▸ **WHAT THE TASK REQUIRES**
Copy the data from the line with "indicate the balcony" through the end of the data, changing every "purple bag" to "yellow bag" and leaving everything else the same.
>>
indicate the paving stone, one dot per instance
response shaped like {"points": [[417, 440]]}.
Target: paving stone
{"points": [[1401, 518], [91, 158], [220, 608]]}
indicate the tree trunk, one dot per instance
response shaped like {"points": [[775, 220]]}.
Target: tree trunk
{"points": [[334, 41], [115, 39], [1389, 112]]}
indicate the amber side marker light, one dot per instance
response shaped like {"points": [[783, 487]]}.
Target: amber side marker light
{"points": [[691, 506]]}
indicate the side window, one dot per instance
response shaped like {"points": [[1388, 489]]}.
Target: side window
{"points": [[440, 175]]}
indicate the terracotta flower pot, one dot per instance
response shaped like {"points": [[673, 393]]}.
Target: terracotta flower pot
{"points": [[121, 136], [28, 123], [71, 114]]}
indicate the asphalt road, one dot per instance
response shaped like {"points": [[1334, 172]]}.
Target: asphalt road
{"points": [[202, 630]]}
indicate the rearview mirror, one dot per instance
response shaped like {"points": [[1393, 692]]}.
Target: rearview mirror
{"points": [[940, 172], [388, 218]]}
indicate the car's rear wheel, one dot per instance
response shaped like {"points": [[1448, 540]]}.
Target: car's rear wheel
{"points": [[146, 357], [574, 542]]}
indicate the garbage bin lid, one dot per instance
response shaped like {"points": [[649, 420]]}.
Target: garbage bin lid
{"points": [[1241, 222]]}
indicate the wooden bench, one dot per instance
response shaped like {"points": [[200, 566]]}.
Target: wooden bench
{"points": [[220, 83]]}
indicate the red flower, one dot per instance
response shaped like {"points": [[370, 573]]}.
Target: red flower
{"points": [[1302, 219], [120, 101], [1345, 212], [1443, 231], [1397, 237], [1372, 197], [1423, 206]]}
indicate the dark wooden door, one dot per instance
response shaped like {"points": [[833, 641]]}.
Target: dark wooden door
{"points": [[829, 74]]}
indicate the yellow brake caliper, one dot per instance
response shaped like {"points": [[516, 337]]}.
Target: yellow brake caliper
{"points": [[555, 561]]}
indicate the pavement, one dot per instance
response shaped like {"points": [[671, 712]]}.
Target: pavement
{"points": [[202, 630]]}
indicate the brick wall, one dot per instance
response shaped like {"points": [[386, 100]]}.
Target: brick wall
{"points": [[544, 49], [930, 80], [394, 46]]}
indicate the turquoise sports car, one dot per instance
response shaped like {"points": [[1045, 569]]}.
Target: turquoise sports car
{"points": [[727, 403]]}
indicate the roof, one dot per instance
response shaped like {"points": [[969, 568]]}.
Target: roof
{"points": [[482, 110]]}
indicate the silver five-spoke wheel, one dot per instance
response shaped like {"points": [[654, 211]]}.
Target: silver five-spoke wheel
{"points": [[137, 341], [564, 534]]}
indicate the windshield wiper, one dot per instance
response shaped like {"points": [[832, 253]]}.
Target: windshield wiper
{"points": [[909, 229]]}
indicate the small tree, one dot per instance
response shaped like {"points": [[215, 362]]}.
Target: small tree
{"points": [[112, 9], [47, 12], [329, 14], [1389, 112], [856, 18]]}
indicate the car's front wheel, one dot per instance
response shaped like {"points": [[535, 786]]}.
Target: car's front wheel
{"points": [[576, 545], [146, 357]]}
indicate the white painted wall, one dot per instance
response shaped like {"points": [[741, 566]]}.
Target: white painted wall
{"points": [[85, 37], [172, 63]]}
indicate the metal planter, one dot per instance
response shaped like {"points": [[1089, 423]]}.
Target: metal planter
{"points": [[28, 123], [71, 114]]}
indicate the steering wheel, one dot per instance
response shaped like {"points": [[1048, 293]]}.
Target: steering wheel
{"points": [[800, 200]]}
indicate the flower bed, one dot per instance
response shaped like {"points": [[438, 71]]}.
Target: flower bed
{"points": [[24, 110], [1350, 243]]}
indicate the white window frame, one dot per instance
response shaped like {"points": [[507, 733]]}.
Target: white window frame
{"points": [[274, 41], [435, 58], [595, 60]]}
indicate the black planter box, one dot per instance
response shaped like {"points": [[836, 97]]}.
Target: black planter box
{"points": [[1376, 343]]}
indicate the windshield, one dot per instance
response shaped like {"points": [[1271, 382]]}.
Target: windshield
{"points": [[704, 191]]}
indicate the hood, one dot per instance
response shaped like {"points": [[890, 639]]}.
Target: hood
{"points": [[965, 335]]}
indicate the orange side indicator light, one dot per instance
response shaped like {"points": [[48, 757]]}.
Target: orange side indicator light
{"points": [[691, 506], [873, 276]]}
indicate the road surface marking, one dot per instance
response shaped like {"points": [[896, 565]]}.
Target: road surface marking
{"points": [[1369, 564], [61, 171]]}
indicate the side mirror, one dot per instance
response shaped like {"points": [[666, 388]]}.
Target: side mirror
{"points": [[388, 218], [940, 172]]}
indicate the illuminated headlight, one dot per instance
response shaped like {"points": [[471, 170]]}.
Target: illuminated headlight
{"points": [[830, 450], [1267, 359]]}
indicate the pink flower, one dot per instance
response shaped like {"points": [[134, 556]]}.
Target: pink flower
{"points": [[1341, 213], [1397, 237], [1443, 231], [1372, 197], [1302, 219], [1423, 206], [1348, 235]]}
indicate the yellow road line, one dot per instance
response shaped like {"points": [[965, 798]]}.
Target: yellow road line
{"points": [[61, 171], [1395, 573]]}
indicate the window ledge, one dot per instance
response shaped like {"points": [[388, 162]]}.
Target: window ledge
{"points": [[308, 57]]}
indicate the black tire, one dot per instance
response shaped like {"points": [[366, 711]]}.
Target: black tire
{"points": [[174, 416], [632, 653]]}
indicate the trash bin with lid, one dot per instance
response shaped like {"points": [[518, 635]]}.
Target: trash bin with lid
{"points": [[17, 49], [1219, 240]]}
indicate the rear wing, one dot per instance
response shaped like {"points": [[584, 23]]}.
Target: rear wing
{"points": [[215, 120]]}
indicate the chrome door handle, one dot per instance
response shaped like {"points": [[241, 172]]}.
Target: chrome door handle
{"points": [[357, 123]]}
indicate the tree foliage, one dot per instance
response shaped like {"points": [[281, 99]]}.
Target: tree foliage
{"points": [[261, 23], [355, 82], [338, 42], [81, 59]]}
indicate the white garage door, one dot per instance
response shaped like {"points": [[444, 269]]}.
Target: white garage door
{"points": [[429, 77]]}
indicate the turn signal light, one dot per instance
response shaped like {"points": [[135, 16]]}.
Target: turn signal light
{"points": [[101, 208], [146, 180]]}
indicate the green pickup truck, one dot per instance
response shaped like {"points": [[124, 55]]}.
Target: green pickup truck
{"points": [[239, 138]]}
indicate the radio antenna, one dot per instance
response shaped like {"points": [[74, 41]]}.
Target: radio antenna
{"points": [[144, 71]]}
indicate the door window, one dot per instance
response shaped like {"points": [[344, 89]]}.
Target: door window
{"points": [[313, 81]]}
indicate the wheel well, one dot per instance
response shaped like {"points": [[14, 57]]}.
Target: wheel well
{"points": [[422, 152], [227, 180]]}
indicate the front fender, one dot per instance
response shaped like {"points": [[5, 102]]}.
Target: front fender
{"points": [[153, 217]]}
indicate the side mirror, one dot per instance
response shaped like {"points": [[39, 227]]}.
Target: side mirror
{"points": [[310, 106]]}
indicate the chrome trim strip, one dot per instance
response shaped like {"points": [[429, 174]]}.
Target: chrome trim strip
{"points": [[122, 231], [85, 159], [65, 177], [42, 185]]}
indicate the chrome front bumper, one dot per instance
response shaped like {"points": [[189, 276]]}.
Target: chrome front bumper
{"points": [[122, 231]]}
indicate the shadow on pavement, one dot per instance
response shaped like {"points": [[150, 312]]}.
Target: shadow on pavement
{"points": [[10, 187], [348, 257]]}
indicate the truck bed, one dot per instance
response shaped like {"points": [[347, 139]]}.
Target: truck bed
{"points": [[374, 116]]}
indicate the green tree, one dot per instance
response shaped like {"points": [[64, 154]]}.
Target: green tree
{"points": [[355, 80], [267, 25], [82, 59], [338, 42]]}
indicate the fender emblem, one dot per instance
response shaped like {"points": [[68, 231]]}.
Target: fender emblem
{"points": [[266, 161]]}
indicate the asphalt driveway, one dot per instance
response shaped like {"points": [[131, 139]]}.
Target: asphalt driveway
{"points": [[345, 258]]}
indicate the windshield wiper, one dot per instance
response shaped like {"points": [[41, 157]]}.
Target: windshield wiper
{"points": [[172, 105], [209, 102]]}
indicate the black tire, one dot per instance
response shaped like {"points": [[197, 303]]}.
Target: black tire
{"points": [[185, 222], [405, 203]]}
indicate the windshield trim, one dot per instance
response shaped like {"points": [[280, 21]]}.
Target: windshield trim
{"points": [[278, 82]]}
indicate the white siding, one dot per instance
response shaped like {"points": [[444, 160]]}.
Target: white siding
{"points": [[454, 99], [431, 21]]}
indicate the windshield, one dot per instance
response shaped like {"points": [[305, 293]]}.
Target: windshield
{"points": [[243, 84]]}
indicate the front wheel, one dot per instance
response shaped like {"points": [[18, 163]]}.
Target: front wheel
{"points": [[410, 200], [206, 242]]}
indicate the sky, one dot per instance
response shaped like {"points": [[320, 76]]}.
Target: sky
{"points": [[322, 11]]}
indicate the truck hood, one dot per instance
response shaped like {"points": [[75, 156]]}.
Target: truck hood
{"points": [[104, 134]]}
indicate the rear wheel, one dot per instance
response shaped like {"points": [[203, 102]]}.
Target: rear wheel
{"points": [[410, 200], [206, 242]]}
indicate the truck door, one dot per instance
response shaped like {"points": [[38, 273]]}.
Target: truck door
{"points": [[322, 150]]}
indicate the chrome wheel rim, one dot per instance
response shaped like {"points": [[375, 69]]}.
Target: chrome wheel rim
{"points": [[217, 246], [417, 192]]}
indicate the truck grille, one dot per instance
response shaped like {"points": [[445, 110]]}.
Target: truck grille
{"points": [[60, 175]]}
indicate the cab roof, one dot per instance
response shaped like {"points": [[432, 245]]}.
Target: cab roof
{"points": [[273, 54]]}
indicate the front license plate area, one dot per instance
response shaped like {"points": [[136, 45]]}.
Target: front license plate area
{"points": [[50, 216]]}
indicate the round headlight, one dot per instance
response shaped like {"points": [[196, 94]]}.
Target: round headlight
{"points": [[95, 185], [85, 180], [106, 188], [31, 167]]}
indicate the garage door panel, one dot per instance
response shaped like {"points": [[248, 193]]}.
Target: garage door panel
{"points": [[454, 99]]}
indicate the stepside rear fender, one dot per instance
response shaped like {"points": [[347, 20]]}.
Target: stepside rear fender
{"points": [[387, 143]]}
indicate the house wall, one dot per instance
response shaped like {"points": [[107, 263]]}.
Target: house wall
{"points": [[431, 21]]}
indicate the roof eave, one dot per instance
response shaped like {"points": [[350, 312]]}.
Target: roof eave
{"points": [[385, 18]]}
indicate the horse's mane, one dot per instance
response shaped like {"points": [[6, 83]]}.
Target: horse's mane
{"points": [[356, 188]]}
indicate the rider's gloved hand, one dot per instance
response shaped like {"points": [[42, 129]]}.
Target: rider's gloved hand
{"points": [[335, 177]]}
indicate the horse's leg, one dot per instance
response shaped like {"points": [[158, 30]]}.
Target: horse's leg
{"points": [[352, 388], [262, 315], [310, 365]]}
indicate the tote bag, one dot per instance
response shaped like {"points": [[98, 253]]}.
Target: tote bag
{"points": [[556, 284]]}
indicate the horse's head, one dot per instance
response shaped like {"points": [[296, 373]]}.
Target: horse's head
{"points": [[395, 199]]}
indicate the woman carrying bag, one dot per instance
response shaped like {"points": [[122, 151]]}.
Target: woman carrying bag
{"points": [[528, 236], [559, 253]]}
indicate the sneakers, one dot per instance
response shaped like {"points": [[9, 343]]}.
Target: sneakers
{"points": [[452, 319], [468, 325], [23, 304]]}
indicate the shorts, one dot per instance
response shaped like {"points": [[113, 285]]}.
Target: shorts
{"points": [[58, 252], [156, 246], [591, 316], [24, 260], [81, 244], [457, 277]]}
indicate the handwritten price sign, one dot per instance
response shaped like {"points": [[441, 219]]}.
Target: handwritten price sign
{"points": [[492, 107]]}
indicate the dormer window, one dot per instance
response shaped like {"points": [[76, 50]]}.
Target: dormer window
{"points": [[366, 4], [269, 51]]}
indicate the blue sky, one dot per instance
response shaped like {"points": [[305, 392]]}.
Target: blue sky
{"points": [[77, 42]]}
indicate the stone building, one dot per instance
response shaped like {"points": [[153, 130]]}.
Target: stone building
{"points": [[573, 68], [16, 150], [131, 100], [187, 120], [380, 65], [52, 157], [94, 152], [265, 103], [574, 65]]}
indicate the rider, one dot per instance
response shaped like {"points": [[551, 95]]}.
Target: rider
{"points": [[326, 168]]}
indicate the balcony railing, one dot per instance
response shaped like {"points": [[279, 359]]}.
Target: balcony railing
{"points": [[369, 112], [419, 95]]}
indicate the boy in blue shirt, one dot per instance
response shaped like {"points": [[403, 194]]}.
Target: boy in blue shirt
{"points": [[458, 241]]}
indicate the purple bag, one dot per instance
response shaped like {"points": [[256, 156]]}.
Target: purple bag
<<
▸ **RESPONSE**
indicate the balcony railing, one dot per instance
response shaped like {"points": [[279, 359]]}.
Target: balcony railing
{"points": [[369, 112], [419, 95]]}
indicate the boy in blue shirt, one dot per instance
response shaped like {"points": [[403, 194]]}.
Target: boy in blue shirt
{"points": [[458, 241]]}
indicate the yellow bag, one dot per instance
response shaped like {"points": [[256, 156]]}.
Target: yellow bag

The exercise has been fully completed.